-- start --
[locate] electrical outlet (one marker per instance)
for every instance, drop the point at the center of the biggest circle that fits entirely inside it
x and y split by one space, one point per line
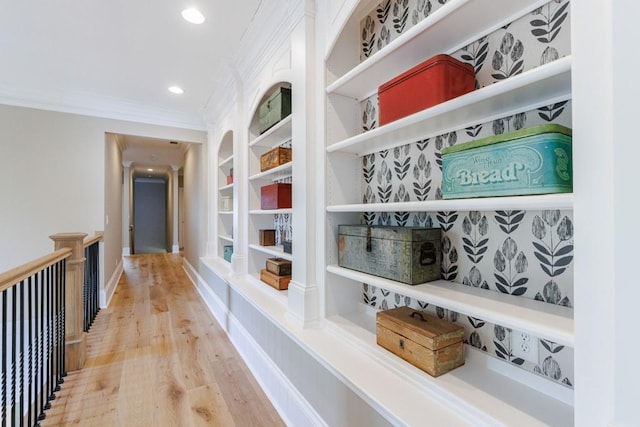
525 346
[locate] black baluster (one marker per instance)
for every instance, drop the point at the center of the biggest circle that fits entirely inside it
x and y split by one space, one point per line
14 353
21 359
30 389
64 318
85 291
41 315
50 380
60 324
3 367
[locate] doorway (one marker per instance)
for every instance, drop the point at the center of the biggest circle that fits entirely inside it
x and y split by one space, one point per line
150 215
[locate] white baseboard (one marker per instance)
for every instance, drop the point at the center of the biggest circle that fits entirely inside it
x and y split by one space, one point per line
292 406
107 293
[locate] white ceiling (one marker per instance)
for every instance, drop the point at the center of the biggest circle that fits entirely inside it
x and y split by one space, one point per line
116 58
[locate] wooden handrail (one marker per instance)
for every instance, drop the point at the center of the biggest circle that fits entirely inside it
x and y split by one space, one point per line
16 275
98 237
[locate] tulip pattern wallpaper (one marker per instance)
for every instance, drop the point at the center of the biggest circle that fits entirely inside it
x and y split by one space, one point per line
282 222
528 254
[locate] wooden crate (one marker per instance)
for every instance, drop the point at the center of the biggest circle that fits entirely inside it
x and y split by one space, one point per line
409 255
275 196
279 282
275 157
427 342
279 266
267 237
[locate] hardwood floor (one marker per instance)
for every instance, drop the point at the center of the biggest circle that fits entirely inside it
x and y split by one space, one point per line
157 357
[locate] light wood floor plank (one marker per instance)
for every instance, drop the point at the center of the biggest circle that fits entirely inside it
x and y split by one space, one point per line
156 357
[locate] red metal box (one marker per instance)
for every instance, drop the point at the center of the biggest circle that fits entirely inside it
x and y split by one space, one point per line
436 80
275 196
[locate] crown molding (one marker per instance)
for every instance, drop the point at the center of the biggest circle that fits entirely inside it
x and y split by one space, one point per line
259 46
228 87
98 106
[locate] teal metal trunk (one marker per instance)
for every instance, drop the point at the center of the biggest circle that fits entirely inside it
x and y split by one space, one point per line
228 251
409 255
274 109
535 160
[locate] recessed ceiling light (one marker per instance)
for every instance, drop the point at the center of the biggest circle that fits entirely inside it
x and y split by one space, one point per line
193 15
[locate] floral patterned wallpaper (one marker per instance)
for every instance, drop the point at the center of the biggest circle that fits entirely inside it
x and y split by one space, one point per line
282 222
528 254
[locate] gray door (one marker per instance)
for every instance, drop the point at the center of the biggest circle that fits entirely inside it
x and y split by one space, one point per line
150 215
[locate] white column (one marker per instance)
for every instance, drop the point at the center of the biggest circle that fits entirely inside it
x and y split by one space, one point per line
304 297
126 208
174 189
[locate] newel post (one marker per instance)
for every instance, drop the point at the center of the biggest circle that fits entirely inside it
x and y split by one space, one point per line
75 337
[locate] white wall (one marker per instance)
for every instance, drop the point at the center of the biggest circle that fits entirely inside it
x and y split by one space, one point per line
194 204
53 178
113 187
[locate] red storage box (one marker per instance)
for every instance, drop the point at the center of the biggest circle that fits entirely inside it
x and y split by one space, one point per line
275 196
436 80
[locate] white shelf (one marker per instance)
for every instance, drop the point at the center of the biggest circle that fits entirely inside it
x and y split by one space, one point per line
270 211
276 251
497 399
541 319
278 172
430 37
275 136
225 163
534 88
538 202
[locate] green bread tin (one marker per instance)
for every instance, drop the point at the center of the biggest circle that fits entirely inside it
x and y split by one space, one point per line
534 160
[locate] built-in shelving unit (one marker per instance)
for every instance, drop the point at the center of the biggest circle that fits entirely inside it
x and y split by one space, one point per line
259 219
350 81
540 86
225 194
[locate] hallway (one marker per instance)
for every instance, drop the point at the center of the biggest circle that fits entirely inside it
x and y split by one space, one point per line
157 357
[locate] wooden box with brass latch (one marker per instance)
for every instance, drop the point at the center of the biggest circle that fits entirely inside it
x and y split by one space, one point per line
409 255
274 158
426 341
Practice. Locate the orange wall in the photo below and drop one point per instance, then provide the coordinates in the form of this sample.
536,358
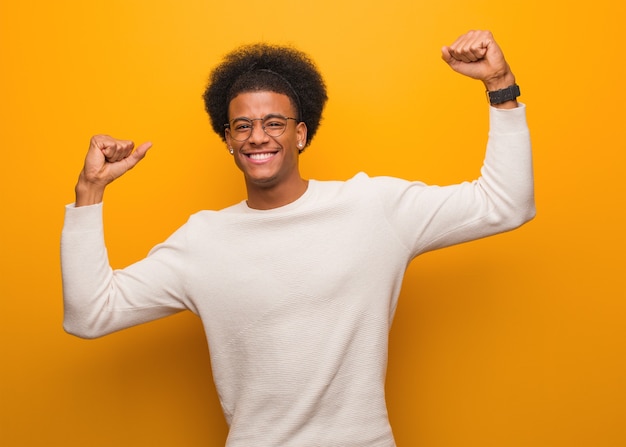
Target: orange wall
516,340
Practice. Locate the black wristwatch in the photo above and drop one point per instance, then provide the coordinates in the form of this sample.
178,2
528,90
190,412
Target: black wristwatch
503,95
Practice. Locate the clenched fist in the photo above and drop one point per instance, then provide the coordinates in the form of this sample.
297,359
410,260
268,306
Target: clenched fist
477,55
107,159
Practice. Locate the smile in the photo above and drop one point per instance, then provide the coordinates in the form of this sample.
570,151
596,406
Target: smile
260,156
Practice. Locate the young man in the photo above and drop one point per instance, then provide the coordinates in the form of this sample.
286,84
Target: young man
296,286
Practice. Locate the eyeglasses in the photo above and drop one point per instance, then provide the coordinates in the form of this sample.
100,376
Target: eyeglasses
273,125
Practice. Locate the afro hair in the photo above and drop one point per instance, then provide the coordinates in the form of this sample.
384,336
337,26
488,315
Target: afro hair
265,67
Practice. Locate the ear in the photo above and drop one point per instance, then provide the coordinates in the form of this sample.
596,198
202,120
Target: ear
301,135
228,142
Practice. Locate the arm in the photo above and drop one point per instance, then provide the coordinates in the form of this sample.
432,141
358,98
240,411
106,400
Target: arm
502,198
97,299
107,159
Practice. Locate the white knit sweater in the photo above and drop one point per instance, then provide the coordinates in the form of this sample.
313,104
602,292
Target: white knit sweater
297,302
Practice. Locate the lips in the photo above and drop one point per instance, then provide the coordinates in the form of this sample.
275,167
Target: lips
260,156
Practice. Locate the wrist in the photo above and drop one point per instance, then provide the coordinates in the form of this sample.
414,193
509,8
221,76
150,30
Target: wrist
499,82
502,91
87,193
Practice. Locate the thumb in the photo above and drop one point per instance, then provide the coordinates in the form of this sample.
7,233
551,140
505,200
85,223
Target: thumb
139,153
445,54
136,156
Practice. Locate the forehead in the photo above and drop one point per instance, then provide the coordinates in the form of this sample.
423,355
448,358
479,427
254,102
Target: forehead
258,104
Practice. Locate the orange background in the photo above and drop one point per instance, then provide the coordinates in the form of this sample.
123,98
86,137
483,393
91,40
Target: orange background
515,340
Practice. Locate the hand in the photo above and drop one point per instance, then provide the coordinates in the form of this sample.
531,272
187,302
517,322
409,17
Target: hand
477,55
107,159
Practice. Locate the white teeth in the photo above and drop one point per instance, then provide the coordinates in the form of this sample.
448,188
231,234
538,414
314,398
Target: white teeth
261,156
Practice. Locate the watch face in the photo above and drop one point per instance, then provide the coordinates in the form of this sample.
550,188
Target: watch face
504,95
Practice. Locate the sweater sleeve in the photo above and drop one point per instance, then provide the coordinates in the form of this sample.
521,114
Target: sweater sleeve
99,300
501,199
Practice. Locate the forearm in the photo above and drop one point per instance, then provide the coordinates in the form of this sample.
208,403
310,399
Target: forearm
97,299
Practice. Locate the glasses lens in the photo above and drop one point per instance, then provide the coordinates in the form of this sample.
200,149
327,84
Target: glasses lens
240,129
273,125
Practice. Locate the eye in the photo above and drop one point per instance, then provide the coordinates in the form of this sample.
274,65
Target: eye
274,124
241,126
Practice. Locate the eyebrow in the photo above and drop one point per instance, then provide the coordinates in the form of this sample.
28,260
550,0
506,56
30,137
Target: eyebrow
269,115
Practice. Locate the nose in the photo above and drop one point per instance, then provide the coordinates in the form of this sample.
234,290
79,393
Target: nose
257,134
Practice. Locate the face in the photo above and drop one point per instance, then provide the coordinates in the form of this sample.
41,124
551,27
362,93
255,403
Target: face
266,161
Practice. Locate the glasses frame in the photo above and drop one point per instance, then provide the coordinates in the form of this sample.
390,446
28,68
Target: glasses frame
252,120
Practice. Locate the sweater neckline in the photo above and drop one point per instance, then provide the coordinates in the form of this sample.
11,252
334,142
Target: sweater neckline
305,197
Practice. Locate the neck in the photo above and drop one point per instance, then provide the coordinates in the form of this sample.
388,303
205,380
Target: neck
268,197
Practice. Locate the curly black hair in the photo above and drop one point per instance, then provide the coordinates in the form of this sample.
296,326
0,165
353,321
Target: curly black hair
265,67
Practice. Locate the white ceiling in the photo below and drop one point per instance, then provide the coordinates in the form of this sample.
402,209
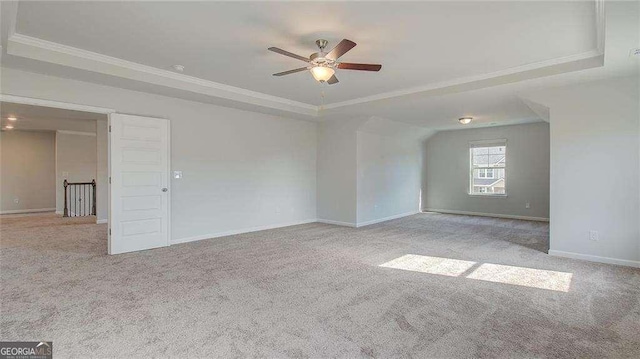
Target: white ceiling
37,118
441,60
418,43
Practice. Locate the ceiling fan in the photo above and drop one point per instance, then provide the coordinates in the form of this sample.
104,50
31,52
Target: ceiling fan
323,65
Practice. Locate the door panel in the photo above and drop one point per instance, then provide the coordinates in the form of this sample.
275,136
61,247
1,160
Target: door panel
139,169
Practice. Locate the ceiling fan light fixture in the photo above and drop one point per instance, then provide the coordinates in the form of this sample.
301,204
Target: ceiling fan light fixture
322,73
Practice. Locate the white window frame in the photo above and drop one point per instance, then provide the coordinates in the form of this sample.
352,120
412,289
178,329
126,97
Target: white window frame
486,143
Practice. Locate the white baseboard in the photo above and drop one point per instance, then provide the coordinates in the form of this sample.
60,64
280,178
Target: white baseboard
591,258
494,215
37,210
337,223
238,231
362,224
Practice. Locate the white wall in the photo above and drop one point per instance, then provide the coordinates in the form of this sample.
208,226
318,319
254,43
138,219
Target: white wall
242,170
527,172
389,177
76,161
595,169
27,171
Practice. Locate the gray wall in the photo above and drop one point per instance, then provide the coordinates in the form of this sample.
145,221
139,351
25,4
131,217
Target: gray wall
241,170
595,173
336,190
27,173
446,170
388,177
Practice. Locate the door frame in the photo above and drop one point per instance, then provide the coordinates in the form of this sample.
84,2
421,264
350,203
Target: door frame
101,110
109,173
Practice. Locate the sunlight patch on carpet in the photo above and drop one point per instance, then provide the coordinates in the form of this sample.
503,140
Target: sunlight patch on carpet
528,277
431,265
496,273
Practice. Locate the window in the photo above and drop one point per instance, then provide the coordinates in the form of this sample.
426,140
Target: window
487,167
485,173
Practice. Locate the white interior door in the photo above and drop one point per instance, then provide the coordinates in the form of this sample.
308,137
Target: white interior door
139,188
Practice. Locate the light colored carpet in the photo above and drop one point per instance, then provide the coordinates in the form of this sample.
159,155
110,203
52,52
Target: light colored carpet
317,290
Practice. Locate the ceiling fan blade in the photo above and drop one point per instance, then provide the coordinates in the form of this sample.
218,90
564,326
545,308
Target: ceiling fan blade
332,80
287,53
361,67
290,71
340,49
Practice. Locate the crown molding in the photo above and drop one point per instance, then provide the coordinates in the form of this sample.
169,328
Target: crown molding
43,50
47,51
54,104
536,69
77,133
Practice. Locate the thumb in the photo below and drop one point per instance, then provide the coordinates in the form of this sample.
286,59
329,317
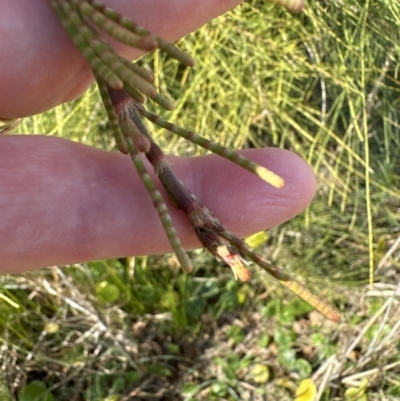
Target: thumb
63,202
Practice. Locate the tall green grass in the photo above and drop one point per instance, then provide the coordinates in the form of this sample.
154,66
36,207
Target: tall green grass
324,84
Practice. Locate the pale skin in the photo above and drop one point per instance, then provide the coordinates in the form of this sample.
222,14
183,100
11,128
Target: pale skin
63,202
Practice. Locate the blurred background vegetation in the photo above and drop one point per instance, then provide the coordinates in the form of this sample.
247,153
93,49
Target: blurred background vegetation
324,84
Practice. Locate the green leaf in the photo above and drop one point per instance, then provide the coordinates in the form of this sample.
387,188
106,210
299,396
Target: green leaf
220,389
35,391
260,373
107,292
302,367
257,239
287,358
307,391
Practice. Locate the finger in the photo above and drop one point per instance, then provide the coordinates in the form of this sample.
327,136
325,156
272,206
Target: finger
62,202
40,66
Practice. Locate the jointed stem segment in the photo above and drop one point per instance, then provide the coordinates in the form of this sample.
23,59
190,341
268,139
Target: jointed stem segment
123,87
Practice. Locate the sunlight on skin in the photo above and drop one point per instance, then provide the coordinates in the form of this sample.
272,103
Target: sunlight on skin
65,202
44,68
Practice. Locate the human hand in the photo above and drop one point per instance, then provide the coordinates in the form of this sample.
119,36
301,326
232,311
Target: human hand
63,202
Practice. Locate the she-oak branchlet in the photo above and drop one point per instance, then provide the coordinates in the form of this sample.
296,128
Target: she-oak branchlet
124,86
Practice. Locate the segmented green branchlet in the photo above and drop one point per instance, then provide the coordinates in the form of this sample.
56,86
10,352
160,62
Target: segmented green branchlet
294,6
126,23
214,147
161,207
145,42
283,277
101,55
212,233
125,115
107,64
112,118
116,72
-- end --
TASK DIRECTIONS — Return the lines above, from the one containing "Practice. Locate the jointed" to the end, exactly as they stand.

CORRECT RESULT —
Practice. Locate the jointed stem segment in the photo above and drop one point per instance, then provide the coordinates in the form of this sample.
23,59
190,341
268,139
Target: jointed stem segment
123,87
Practice. Locate the sunlight on skin in the photo above and drop one point per instance, then provide the coordinates in the form of this sample.
272,103
Target: sunlight on skin
65,202
44,68
Practice. Locate the human hand in the photo above and drop one point per instance, then provide the coordinates in the form of this sample.
119,36
301,326
232,311
Target: human hand
63,202
Practice. Locate the she-oak branchlet in the photo above and drop one point per instance, then provide the coordinates in the form of this sample.
296,128
Target: she-oak branchlet
124,86
Practice. Locate the segmented green branchlet in the photo above and drop one point per instance, then provide the coordinates in the form of this sample.
56,86
10,352
160,62
Target: segmented green branchlet
294,6
126,23
214,147
161,207
145,42
283,277
101,55
212,233
125,115
107,64
112,118
116,72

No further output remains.